[Stored items from a collection]
=-=-=-=-=

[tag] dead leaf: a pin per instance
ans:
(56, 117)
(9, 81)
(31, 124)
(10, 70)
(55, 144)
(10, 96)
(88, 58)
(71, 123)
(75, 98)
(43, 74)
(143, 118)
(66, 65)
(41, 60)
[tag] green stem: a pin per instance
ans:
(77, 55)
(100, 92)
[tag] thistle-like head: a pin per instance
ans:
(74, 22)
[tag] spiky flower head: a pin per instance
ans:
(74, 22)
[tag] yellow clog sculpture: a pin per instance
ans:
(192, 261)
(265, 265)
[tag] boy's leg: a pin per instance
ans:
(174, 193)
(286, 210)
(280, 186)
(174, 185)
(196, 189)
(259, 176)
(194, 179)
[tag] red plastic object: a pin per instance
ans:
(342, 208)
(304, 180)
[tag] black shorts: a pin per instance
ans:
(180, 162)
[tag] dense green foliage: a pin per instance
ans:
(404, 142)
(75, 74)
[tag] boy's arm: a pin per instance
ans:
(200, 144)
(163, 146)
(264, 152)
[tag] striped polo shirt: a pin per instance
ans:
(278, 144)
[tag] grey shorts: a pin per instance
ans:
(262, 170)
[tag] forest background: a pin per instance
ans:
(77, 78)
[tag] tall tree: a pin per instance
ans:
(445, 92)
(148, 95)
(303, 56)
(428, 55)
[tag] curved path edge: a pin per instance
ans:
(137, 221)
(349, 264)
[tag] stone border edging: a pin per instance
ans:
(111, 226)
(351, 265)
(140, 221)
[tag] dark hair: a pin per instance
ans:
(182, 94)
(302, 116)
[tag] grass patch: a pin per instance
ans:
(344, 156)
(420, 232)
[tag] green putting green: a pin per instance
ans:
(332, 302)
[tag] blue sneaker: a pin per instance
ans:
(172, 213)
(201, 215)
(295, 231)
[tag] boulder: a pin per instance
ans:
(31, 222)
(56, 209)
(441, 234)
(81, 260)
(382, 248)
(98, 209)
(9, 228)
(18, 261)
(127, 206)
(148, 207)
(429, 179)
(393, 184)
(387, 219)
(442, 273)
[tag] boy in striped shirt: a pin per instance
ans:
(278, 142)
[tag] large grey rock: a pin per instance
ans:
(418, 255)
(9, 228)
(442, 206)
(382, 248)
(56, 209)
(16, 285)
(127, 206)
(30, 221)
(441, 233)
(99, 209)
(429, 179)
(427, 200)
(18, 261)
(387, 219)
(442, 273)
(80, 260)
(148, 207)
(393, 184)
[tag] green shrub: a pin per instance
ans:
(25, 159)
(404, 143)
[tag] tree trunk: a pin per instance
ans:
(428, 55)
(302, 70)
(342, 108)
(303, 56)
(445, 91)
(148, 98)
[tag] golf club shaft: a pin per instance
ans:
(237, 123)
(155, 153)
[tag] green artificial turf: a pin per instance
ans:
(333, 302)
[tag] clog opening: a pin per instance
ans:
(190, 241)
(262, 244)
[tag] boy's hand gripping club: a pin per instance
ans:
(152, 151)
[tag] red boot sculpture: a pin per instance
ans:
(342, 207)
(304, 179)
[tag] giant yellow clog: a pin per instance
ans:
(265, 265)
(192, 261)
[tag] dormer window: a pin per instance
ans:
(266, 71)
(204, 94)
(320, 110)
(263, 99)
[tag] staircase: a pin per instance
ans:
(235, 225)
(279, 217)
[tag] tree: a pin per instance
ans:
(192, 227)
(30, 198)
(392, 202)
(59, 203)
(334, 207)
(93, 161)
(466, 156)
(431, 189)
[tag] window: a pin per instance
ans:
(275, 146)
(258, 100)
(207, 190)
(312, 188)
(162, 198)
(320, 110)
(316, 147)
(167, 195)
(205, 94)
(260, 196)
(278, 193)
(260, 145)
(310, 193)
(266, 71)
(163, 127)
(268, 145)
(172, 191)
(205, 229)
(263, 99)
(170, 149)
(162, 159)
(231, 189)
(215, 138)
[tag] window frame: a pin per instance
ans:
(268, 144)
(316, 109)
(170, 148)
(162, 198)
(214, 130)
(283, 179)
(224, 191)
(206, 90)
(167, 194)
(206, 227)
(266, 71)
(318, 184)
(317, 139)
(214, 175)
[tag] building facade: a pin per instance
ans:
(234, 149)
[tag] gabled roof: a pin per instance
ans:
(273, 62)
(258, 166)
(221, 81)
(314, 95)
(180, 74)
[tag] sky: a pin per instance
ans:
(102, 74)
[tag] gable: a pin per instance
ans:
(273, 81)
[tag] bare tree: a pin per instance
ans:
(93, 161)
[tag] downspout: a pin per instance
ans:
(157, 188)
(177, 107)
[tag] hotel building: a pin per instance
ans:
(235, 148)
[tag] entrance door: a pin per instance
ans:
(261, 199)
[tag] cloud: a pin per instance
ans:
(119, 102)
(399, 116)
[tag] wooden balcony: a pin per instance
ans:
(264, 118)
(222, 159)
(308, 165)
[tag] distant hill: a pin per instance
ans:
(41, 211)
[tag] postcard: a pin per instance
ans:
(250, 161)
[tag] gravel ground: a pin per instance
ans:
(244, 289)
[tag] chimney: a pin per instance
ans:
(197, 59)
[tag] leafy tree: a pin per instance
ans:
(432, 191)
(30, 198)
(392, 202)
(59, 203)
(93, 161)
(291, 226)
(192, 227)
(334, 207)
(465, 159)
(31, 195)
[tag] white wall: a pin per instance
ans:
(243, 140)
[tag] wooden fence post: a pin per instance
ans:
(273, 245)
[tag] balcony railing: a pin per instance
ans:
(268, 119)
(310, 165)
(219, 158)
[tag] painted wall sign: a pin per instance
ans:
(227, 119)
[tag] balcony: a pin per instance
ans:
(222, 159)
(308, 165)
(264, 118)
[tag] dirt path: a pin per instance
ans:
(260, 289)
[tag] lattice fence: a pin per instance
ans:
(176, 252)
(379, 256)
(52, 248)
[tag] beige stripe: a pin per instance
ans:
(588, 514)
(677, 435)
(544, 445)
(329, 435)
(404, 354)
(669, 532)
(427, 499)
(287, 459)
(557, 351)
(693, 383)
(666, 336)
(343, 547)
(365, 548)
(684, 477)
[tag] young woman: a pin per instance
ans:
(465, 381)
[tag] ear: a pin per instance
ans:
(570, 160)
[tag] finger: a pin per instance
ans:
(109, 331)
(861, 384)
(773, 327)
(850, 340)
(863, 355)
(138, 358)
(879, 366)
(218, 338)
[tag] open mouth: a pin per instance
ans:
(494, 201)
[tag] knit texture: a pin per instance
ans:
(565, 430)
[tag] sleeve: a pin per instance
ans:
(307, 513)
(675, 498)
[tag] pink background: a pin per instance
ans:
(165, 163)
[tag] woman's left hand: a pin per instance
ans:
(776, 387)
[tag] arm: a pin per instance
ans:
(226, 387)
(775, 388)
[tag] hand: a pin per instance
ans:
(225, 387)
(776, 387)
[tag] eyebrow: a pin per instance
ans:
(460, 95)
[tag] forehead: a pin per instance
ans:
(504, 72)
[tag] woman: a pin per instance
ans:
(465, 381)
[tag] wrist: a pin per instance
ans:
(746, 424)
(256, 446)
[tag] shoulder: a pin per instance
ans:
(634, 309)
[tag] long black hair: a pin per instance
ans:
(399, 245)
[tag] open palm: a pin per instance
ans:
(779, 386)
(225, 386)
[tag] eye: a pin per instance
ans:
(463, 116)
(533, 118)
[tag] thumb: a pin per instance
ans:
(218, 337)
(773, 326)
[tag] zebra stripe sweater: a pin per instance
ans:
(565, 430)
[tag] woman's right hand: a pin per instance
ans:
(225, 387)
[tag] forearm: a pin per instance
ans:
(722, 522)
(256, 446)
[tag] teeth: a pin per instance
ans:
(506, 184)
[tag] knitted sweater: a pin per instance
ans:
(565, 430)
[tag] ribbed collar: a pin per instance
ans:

=-=-=-=-=

### PROBLEM DESCRIPTION
Retype the listing above word for word, covering every line from start to finish.

### ANSWER IN FULL
[tag] dead leaf: a pin per instance
ans:
(56, 117)
(9, 81)
(31, 124)
(10, 70)
(55, 144)
(10, 96)
(88, 58)
(71, 123)
(75, 98)
(43, 74)
(143, 118)
(66, 65)
(41, 60)
[tag] green stem: a pin per instance
ans:
(77, 55)
(100, 92)
[tag] thistle-like head: a pin per instance
ans:
(74, 22)
[tag] spiky flower head: a pin per instance
ans:
(74, 22)
[tag] yellow clog sculpture: a pin per instance
ans:
(192, 261)
(265, 265)
[tag] boy's leg: a pin per instance
ans:
(174, 193)
(286, 210)
(280, 186)
(174, 185)
(196, 189)
(259, 176)
(194, 179)
[tag] red plastic object: a pin per instance
ans:
(342, 208)
(304, 180)
[tag] black shorts: a pin per instance
ans:
(180, 162)
[tag] dense green foliage: a pin per instance
ans:
(404, 142)
(75, 74)
[tag] boy's arm: a pin per instance
ans:
(200, 144)
(163, 146)
(264, 152)
[tag] striped polo shirt: a pin per instance
ans:
(278, 144)
[tag] grey shorts: a pin per instance
ans:
(262, 170)
[tag] forest background: a pin per instance
ans:
(77, 78)
[tag] tall tree: a pin per instance
ans:
(445, 92)
(148, 95)
(303, 56)
(428, 55)
[tag] curved path edge: a pin per instance
ans:
(137, 221)
(349, 264)
[tag] stone border edging: a pin per instance
ans:
(111, 226)
(351, 265)
(140, 221)
[tag] dark hair: a pin per instance
ans:
(182, 94)
(302, 116)
[tag] grass patch: a pin per instance
ans:
(344, 156)
(420, 232)
[tag] green putting green: a pin per instance
ans:
(332, 302)
[tag] blue sneaker: a pin per instance
ans:
(172, 213)
(201, 215)
(295, 231)
[tag] boulder: a pin per instance
ans:
(31, 222)
(56, 209)
(441, 234)
(81, 260)
(382, 248)
(98, 209)
(9, 228)
(18, 261)
(127, 206)
(148, 207)
(429, 179)
(393, 184)
(387, 219)
(442, 273)
[tag] boy in striped shirt: a pin per instance
ans:
(278, 142)
[tag] large grey rock: a pin per instance
ans:
(418, 255)
(9, 228)
(442, 206)
(382, 248)
(56, 209)
(16, 285)
(127, 206)
(30, 221)
(441, 233)
(99, 209)
(429, 179)
(427, 200)
(18, 261)
(387, 219)
(442, 273)
(80, 260)
(148, 207)
(393, 184)
[tag] green shrub: a pin per instance
ans:
(25, 159)
(404, 143)
[tag] tree trunk: a pin per instance
ans:
(428, 55)
(302, 70)
(342, 108)
(303, 56)
(445, 91)
(148, 98)
[tag] golf club shaft: a pin per instance
ans:
(237, 123)
(155, 153)
[tag] green artificial turf: a pin per instance
ans:
(333, 302)
[tag] clog opening: a pin per instance
ans:
(190, 241)
(262, 244)
[tag] boy's hand gripping club: a pin per instance
ans:
(152, 151)
[tag] red boot sculpture: a pin per instance
ans:
(342, 207)
(304, 179)
[tag] giant yellow clog: a pin per instance
ans:
(265, 265)
(192, 261)
[tag] dormer window: a pin per instance
ans:
(266, 71)
(204, 94)
(320, 110)
(263, 99)
[tag] staircase: a pin per instance
ans:
(235, 225)
(279, 217)
[tag] tree: a pin per instance
ans:
(192, 227)
(30, 198)
(392, 202)
(59, 203)
(334, 207)
(93, 161)
(466, 156)
(431, 189)
[tag] window: a pin per instance
ans:
(275, 146)
(258, 100)
(207, 190)
(312, 188)
(162, 198)
(320, 110)
(316, 147)
(167, 195)
(205, 94)
(260, 196)
(278, 193)
(260, 145)
(310, 193)
(266, 71)
(163, 127)
(268, 145)
(172, 191)
(205, 229)
(263, 99)
(170, 149)
(162, 159)
(231, 189)
(215, 138)
[tag] window frame: a pin per instance
ans:
(268, 144)
(316, 109)
(170, 148)
(162, 198)
(214, 130)
(283, 179)
(224, 191)
(206, 90)
(167, 194)
(206, 227)
(266, 71)
(318, 184)
(317, 139)
(214, 175)
[tag] building facade: a pin per instance
ans:
(234, 149)
[tag] gabled roof: a pin per instance
ans:
(273, 62)
(258, 166)
(221, 81)
(314, 95)
(180, 74)
[tag] sky: a pin per instance
ans:
(102, 74)
[tag] gable: a pin per instance
ans:
(273, 81)
[tag] bare tree: a pin per instance
ans:
(93, 161)
[tag] downspout: a pin per instance
ans:
(157, 188)
(177, 107)
[tag] hotel building: a pin per instance
ans:
(235, 148)
[tag] entrance door: a pin per instance
ans:
(261, 199)
[tag] cloud: a pin per instance
ans:
(119, 102)
(399, 116)
[tag] wooden balcony: a pin per instance
ans:
(264, 118)
(222, 159)
(308, 165)
[tag] distant hill: a pin per instance
ans:
(41, 211)
[tag] postcard: a pin per instance
ans:
(250, 161)
[tag] gravel ground: a pin per instance
ans:
(244, 289)
[tag] chimney: a pin per instance
ans:
(197, 59)
[tag] leafy tree: a pin per instance
ans:
(432, 191)
(30, 198)
(392, 202)
(59, 203)
(93, 161)
(291, 226)
(192, 227)
(334, 207)
(465, 159)
(31, 195)
[tag] white wall: a pin per instance
ans:
(243, 140)
[tag] wooden fence post: a pin per instance
ans:
(273, 245)
[tag] balcony railing: a pin per instance
ans:
(268, 119)
(310, 165)
(219, 158)
[tag] painted wall sign: a pin per instance
ans:
(227, 119)
[tag] balcony: a pin per instance
ans:
(222, 159)
(308, 165)
(264, 118)
[tag] dirt path: a pin per instance
ans:
(260, 289)
[tag] lattice fence: a pin per instance
ans:
(176, 252)
(379, 256)
(52, 248)
[tag] beige stripe: a pin per instance
ans:
(588, 514)
(677, 435)
(544, 445)
(329, 435)
(404, 354)
(669, 532)
(427, 499)
(287, 459)
(557, 351)
(693, 383)
(666, 336)
(343, 547)
(365, 548)
(684, 477)
[tag] young woman: a pin per instance
ans:
(465, 381)
[tag] ear: a pin per instance
ans:
(570, 160)
[tag] finger: a pin per instance
ans:
(109, 331)
(861, 384)
(773, 327)
(850, 340)
(863, 355)
(138, 358)
(879, 366)
(218, 338)
[tag] open mouth: a pin per instance
ans:
(494, 201)
[tag] knit texture: a pin per instance
ans:
(565, 430)
[tag] sleeve: a pin per instance
ans:
(307, 513)
(675, 498)
[tag] pink background: a pin per instance
ans:
(165, 163)
[tag] woman's left hand: a pin per instance
ans:
(776, 387)
[tag] arm: a pin per instance
ans:
(226, 387)
(775, 388)
[tag] hand: a pin per instance
ans:
(225, 387)
(776, 387)
[tag] eyebrow: a pin per instance
ans:
(460, 95)
[tag] forehead: a pin per instance
ans:
(504, 72)
[tag] woman: a pin per instance
ans:
(465, 381)
[tag] wrist: a pin per instance
ans:
(746, 424)
(256, 446)
[tag] shoulder: a pin per instance
ans:
(634, 309)
[tag] long black hair: a pin per instance
ans:
(399, 245)
[tag] open palm: a pin per instance
ans:
(779, 386)
(225, 386)
[tag] eye: a pin per instance
ans:
(463, 116)
(533, 118)
[tag] thumb: a pin per instance
ans:
(218, 337)
(773, 326)
[tag] zebra stripe sweater: a pin per instance
ans:
(565, 430)
[tag] woman's right hand: a pin per instance
ans:
(225, 387)
[tag] forearm: a pin per instance
ans:
(722, 522)
(256, 446)
[tag] teeth: a pin per instance
ans:
(506, 184)
[tag] knitted sweater: a pin per instance
ans:
(565, 430)
[tag] ribbed collar: a pin per instance
ans:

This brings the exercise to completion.